Arrange all of the entries as a two-column CSV with the header row "prompt,answer", one row per entry. Put each entry's text and its answer in their own quoted fields, and replace any line breaks with spaces.

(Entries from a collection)
--- begin ---

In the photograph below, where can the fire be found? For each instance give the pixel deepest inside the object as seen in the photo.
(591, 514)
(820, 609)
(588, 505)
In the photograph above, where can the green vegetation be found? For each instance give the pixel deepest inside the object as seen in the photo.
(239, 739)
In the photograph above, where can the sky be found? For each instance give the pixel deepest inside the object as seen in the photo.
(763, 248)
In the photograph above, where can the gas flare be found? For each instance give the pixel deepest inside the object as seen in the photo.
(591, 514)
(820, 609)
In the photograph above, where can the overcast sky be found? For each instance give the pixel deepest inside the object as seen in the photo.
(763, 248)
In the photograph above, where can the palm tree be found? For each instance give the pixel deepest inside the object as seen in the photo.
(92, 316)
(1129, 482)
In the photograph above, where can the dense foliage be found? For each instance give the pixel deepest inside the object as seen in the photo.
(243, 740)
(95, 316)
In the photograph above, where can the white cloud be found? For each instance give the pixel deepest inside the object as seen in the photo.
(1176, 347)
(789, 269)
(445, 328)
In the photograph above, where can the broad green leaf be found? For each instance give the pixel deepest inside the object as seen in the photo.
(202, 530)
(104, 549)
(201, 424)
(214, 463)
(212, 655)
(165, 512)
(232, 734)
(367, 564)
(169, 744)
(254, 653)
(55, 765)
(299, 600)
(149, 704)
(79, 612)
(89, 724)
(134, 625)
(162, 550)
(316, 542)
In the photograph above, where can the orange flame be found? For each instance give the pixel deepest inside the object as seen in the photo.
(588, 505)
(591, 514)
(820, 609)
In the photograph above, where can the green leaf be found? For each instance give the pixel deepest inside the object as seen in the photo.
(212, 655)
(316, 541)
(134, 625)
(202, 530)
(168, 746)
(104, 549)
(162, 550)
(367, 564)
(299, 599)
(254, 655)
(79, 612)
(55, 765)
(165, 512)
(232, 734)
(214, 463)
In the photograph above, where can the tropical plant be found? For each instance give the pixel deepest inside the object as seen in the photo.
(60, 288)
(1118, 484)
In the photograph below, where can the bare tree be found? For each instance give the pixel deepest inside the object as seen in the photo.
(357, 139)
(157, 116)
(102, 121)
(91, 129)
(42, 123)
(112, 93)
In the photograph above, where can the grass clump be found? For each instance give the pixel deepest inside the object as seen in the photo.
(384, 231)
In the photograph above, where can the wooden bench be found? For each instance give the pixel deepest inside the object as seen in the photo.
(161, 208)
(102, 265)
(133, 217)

--- end ---

• **The completed task**
prompt,answer
"In the photograph below, where can the fire be found? For each instance give the pixel deepest inside the object as seen in the photo.","(591, 514) (820, 609) (588, 505)"
"In the photograph above, where can the green vegetation be found? For each instance give the pixel deepest inside the object as seen in the photo.","(239, 739)"
"In the photograph above, where can the sky be found? For each instance give the pixel deepest inside the object as seen in the photo.","(763, 248)"
"In the photograph above, where can the gas flare be found? For each instance give the pixel deepest inside the object as seen in the photo.","(591, 514) (820, 609)"
"In the photograph above, where can the overcast sky be found? For each instance give the pixel deepest inside the object as seen in the photo.","(763, 248)"
"In the photograph above, where can the palm tree be found? For each instance give the pixel deepest inside the object as seen in the photo.","(92, 316) (1129, 482)"
"In the photograph above, where can the dense foliage be found? For each instance give the pixel deepest inside the object as seen in the photo.","(243, 740) (95, 316)"
"In the photograph above, where can the white cloud be found? For each instance give the pixel deepest inside the object as seen in the photo.","(1176, 347) (789, 269) (445, 328)"
"In the photograph above, where can the broad green leaf be found? For each instance give the pixel deepest inside the object as seen in the photo.","(202, 530) (104, 549) (201, 424) (214, 463) (212, 655) (165, 512) (232, 734) (367, 564) (169, 744) (254, 653) (55, 765) (299, 600) (149, 704) (79, 612) (89, 724) (134, 625) (162, 550) (316, 542)"
"In the photograph above, where can the orange flame be found? For each instance give the pixel deepest inside the object as seen in the photo.","(588, 505) (591, 514) (820, 609)"
"In the photograph above, where can the green leaf be found? For each instance give the pixel deepest inside the object as seen in the photo.","(212, 655) (316, 541) (134, 625) (202, 530) (168, 746) (104, 549) (162, 550) (367, 564) (299, 599) (254, 655) (79, 612) (55, 765) (165, 512) (232, 734) (214, 463)"
"In the photograph above, where can the tropical plant be found? For each instance give the pixel deepest inside the object as seen in the photo.","(60, 288) (1118, 484)"
"In the photograph below, where can the bare tree be found? For each instance give the pixel deepest inside the object as seen in the photo.","(357, 139) (157, 116) (102, 121) (91, 129) (42, 123) (112, 93)"
"In the photograph above, where can the grass clump be found? For each instance give the pixel deepest inside the object as seen in the photo.","(384, 231)"
"In the photograph above, where can the wooden bench be found? For each instance give the pixel deepest inside the object as seen in the photo.","(161, 208) (102, 265) (133, 217)"